DATASET
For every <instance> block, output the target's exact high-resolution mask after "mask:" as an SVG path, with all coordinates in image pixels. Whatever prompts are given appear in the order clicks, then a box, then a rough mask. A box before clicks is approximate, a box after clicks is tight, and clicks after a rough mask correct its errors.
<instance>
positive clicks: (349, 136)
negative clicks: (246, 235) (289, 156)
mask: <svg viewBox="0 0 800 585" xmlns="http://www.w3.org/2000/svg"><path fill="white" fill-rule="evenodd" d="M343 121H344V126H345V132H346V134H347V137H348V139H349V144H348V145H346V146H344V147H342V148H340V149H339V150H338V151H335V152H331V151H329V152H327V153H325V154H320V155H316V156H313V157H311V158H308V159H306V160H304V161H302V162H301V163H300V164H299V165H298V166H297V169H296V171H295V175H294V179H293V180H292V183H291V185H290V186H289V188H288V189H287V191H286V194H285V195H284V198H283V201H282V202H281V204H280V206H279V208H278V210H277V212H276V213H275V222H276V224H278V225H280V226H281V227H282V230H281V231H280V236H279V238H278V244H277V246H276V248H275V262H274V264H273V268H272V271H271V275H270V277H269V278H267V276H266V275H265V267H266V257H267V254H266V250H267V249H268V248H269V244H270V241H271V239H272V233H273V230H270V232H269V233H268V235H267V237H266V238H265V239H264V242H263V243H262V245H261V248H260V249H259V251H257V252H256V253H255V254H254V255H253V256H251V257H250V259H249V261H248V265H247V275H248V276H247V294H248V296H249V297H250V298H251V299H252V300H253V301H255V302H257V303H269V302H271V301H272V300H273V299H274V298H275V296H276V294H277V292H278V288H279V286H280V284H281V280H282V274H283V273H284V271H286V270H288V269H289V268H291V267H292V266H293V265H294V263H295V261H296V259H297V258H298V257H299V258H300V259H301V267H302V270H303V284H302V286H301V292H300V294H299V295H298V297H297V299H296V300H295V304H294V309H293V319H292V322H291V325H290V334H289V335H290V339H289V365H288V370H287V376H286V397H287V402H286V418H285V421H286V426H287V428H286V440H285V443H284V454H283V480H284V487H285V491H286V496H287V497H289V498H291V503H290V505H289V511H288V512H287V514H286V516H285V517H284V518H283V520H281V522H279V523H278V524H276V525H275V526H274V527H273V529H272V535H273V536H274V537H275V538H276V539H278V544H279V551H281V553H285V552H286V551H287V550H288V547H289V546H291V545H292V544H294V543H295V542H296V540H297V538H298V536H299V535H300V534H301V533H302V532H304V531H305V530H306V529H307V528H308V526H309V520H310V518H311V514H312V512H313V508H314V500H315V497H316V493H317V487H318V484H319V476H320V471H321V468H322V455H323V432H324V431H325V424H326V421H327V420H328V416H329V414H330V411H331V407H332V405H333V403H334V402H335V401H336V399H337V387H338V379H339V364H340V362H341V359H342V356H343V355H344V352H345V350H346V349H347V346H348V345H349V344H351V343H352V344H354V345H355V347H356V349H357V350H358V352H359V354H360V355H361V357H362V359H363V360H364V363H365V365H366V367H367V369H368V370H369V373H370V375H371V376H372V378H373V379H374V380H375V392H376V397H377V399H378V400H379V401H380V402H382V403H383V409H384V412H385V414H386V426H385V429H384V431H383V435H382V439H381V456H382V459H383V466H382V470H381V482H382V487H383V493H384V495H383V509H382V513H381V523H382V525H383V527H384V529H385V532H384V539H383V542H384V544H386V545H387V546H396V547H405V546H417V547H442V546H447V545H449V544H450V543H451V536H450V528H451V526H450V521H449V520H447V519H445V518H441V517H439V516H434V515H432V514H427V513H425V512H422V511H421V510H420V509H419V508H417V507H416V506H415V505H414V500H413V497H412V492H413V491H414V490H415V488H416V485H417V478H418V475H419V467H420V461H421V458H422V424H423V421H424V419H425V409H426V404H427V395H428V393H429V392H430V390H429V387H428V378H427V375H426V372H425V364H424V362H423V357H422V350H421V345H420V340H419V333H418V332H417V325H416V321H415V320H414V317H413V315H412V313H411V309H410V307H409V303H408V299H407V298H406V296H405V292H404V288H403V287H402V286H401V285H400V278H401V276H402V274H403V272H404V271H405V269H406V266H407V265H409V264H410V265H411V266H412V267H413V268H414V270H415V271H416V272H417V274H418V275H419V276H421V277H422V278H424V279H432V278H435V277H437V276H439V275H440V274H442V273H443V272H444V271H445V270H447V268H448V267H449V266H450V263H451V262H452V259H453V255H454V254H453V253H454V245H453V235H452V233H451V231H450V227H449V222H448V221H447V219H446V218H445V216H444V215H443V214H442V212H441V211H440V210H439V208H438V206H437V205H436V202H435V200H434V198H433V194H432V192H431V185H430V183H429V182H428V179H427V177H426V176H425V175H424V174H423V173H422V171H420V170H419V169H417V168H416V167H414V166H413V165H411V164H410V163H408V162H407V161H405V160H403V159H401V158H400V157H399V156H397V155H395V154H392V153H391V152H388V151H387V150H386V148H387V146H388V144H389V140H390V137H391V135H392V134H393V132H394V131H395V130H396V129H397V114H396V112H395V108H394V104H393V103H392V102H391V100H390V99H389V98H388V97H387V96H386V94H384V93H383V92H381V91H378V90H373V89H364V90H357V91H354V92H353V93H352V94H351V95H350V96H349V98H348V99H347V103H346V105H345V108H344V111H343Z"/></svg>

TASK ITEM
Pick out every line above that contains the word "instance" and copy it.

EXERCISE ANSWER
For every <instance> block, output the target's exact high-resolution mask after "mask:" as an SVG path, with all coordinates in image pixels. Whatever prompts are given appear in the order clicks, then a box, then a rough mask. A box before clicks is approximate, a box after clicks is tight, and clicks after a rough mask correct its errors.
<instance>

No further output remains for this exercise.